● BRIEF
Every record must be repeated exactly, with no omission.

● DATA LINES
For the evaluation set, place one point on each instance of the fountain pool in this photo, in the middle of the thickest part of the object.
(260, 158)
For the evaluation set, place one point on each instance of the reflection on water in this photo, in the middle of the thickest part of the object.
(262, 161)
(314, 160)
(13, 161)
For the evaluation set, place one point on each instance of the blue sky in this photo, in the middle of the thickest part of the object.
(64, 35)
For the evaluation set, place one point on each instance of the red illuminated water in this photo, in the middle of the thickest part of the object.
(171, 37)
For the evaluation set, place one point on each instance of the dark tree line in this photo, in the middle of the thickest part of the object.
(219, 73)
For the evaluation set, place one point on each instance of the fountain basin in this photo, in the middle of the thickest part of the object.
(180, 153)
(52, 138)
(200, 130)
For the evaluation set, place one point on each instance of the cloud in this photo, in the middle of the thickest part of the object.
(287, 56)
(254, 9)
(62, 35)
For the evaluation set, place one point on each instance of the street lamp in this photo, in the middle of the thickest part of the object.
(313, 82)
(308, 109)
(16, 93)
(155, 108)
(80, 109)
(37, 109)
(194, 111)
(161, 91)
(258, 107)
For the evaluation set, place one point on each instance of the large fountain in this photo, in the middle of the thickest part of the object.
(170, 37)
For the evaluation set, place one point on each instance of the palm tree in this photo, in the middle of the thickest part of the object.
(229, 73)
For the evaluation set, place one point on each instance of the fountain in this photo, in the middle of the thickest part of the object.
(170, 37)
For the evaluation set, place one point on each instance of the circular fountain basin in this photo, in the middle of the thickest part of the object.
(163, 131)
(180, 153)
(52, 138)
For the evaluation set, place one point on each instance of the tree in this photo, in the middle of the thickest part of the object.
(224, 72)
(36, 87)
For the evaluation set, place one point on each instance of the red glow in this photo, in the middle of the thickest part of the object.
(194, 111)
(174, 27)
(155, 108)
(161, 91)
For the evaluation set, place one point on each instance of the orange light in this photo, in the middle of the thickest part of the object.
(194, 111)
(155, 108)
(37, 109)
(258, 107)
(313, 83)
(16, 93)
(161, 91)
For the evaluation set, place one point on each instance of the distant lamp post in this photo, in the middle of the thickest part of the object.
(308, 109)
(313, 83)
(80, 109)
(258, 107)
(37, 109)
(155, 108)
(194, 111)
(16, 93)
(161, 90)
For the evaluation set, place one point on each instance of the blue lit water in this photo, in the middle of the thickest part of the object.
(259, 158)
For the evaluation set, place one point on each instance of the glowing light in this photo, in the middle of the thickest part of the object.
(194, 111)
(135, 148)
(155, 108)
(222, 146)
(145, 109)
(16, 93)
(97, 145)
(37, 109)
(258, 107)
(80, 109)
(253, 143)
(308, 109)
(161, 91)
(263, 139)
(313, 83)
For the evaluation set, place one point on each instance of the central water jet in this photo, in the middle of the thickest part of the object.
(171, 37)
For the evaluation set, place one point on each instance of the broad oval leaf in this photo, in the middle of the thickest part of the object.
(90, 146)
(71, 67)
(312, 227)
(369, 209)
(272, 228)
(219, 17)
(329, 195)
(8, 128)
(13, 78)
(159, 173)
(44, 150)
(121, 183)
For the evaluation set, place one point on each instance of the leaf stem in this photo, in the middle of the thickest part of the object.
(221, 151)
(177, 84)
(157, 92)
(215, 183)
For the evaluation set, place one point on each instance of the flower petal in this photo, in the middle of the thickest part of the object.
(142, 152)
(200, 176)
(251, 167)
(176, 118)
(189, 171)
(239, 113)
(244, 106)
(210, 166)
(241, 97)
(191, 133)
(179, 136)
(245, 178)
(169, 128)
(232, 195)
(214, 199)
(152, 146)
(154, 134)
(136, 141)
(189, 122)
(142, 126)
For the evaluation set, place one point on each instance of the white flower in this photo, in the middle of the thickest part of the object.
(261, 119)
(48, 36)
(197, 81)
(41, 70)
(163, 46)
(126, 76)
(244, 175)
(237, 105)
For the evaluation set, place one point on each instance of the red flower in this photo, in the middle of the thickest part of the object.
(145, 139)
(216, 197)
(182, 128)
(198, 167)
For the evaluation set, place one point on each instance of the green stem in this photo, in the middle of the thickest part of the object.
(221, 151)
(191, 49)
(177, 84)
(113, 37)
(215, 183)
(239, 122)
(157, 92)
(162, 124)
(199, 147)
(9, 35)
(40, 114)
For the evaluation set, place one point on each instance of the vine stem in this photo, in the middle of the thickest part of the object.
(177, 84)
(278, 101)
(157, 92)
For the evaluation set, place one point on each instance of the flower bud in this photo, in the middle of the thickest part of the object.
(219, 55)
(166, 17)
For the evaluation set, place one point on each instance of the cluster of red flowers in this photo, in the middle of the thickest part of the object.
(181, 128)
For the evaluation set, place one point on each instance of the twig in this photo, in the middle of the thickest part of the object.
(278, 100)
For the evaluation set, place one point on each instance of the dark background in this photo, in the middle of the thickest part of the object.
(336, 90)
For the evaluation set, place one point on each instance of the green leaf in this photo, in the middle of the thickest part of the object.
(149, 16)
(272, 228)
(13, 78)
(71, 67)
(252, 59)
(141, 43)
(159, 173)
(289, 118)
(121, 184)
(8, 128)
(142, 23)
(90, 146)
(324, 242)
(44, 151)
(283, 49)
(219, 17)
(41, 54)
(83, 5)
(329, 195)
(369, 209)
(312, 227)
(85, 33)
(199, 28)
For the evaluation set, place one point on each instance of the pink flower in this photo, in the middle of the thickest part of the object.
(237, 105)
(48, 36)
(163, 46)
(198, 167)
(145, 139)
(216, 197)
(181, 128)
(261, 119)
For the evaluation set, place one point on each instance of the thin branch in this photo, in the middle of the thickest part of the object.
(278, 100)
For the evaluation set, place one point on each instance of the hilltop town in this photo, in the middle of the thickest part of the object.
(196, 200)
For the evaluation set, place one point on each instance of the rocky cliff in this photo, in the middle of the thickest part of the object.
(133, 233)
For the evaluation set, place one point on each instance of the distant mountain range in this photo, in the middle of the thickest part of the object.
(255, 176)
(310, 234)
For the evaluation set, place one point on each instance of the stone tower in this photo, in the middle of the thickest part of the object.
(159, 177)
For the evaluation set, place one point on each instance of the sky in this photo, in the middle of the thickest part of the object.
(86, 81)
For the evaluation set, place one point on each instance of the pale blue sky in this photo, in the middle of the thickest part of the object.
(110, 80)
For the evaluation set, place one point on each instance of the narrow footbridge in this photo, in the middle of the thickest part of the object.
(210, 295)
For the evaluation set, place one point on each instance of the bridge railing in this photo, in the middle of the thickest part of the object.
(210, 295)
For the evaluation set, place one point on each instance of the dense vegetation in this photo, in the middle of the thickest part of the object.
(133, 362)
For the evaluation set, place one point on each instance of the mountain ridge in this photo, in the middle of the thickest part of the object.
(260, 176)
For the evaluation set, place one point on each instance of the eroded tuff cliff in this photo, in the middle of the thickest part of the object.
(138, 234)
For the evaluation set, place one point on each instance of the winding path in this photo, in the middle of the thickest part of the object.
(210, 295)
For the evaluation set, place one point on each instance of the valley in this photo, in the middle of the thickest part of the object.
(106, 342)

● THE RESULT
For the evaluation set, place one point on each instance of the fountain pool in this photo, in the middle of the thickest part of the object.
(260, 158)
For the evaluation set, place one point on each instance of the reflection on water in this photo, in the middle of the thickest part of the object.
(262, 161)
(314, 160)
(13, 161)
For the evaluation set, place one point on each instance of the blue sky in this photo, in the middle of the thickest part of the object.
(64, 35)
For the evaluation set, place one point on each instance of the red illuminated water in this photo, in the middle of the thickest part of the object.
(171, 37)
For the evaluation set, place one point on each instance of the dark tree line in this photo, in the middle of the thickest part of the object.
(219, 73)
For the evaluation set, place one point on each instance of the fountain basin in this photo, in the middle of the thickest part of the object.
(180, 153)
(52, 138)
(200, 130)
For the evaluation set, place one point on each instance of the cloud in this photo, in the middle of the thickest part of the object.
(287, 56)
(254, 9)
(62, 35)
For the evaluation set, place one point on each instance of the street lamp in this photo, in the middle of the thickest part of the object.
(313, 82)
(308, 109)
(16, 93)
(155, 108)
(80, 109)
(37, 109)
(194, 111)
(161, 91)
(258, 107)
For the evaluation set, place one point on each instance of the large fountain in this photo, in the middle of the thickest part of the object.
(170, 37)
For the evaluation set, place one point on each instance of the palm tree in this photo, in the middle of the thickest part of the object.
(229, 73)
For the evaluation set, place one point on each instance of the fountain in this photo, in the middle of the thickest part of the object.
(170, 37)
For the evaluation set, place one point on each instance of the circular fountain basin in this photo, in the middle of the thickest part of the object.
(163, 131)
(180, 153)
(52, 138)
For the evaluation set, place one point on each instance of the tree in this photo, in the middle of the thickest part of the object.
(224, 72)
(36, 87)
For the evaluation set, place one point on each instance of the red glow in this photo, in the middle of the thickest part of the object.
(194, 111)
(174, 27)
(155, 108)
(161, 91)
For the evaluation set, place one point on each instance of the orange light in this photo, in the middle of the thickest part of the object.
(194, 111)
(155, 108)
(37, 109)
(258, 107)
(313, 83)
(16, 93)
(161, 91)
For the evaluation set, place one point on each instance of the distant lamp post in this photo, in the middle of the thickest part of the object.
(308, 109)
(313, 83)
(80, 109)
(258, 107)
(37, 109)
(155, 108)
(194, 111)
(16, 93)
(161, 90)
For the evaluation set, place one point on each instance of the blue lit water in this photo, in the middle of the thickest part of the object.
(259, 158)
For the evaluation set, place one point on each instance of the glowing light in this photo, in the middle of the thickest part of the object.
(194, 111)
(135, 148)
(155, 108)
(222, 146)
(145, 109)
(16, 93)
(97, 145)
(37, 109)
(258, 107)
(80, 109)
(253, 143)
(308, 109)
(161, 91)
(263, 139)
(313, 83)
For the evaluation set, place one point on each instance of the central water jet in this photo, in the middle of the thickest part of the object.
(171, 37)
For the evaluation set, place one point on each instance of the broad oval leaf in this photo, in the middle of the thickest part of the object.
(90, 146)
(71, 67)
(312, 227)
(369, 209)
(272, 228)
(219, 17)
(329, 195)
(8, 128)
(13, 78)
(159, 173)
(44, 150)
(121, 183)
For the evaluation set, place one point on each instance of the leaf stem in this photo, in the middle of the thickest part of the object.
(221, 151)
(177, 84)
(157, 92)
(215, 183)
For the evaluation set, place one point on each instance of the flower petal in this photo, in the middle of the thickest part of the object.
(142, 152)
(200, 176)
(251, 167)
(176, 118)
(189, 171)
(239, 113)
(244, 106)
(210, 166)
(241, 97)
(191, 133)
(179, 136)
(245, 178)
(169, 128)
(232, 195)
(214, 199)
(152, 146)
(154, 134)
(136, 141)
(189, 122)
(142, 126)
For the evaluation set, place one point on each instance of the white flower in this photo, in the middle of the thickest part of the object.
(261, 119)
(48, 36)
(197, 81)
(41, 70)
(163, 46)
(126, 76)
(244, 175)
(237, 105)
For the evaluation set, place one point on each instance of the red flower in this photo, in the middle of the thickest part of the object.
(145, 139)
(216, 197)
(182, 128)
(198, 167)
For the evaluation set, place one point on each instance of the green stem in this photo, in the middle of the thickest part of the object.
(221, 151)
(191, 49)
(177, 84)
(113, 37)
(215, 183)
(239, 122)
(157, 92)
(162, 124)
(199, 147)
(9, 35)
(40, 114)
For the evaluation set, place one point on each instance of the vine stem in this photo, in the middle of the thickest part of the object.
(177, 84)
(278, 101)
(157, 92)
For the evaluation set, place one point on each instance of the flower bud in this photo, in the middle of the thickest part of the object.
(219, 55)
(166, 17)
For the evaluation set, place one point on each instance of the cluster of red flowers in this photo, in the middle of the thickest part of the object.
(181, 128)
For the evaluation set, place one point on each instance of the twig in this photo, in the middle of the thickest part of the object.
(278, 100)
For the evaluation set, place one point on each instance of the dark background in this photo, in the middle of the thickest part of the object.
(336, 90)
For the evaluation set, place one point on each instance of the green leaf in this photo, in the middle of the thickest part of the object.
(149, 16)
(272, 228)
(13, 78)
(71, 67)
(252, 59)
(141, 43)
(159, 173)
(289, 118)
(121, 184)
(8, 128)
(142, 23)
(90, 146)
(324, 242)
(44, 151)
(283, 49)
(219, 17)
(41, 54)
(83, 5)
(329, 195)
(369, 209)
(312, 227)
(85, 33)
(199, 28)
For the evaluation set, place one point on each instance of the pink flower in this photo, in the middle of the thickest part of the object.
(237, 105)
(48, 36)
(163, 46)
(198, 167)
(145, 139)
(216, 197)
(181, 128)
(261, 119)
For the evaluation set, place one point on each instance of the thin branch in this photo, in the middle of the thickest part of the object.
(278, 100)
For the evaluation set, place one point on each instance of the hilltop town in this photo, in the middle of the thickest part of the object.
(196, 200)
For the evaluation set, place one point on each instance of the rocky cliff in this photo, in the middle of the thickest part of the object.
(133, 233)
For the evaluation set, place one point on each instance of the distant mountain range in this photo, in the middle of the thickest part of the object.
(255, 176)
(310, 234)
For the evaluation set, place one point on each instance of the stone tower in this photo, in the middle of the thickest part of the object.
(159, 177)
For the evaluation set, place one point on each instance of the sky in this photo, in the middle of the thickest part of the object.
(86, 81)
For the evaluation set, place one point on each instance of the pale blue sky in this photo, in the middle of the thickest part of the object.
(110, 80)
For the evaluation set, place one point on each instance of the narrow footbridge in this photo, in the middle of the thickest part of the object.
(210, 295)
For the evaluation set, place one point on each instance of the bridge railing in this photo, in the middle of the thickest part of the object.
(210, 295)
For the evaluation set, place one point on each instance of the dense vegetation in this photo, in the middle of the thickest part of the object.
(133, 362)
For the evaluation set, place one point on each instance of the mountain ridge in this photo, in the middle of the thickest part of the object.
(260, 176)
For the evaluation set, place one point on each instance of the eroded tuff cliff in this photo, in the middle of the thickest part of the object.
(138, 234)
For the evaluation set, place one point on each instance of the winding path in this photo, in the middle of the thickest part of the object.
(210, 295)
For the evaluation set, place one point on each instance of the valley in this photo, in the middle of the thickest part of the object.
(106, 342)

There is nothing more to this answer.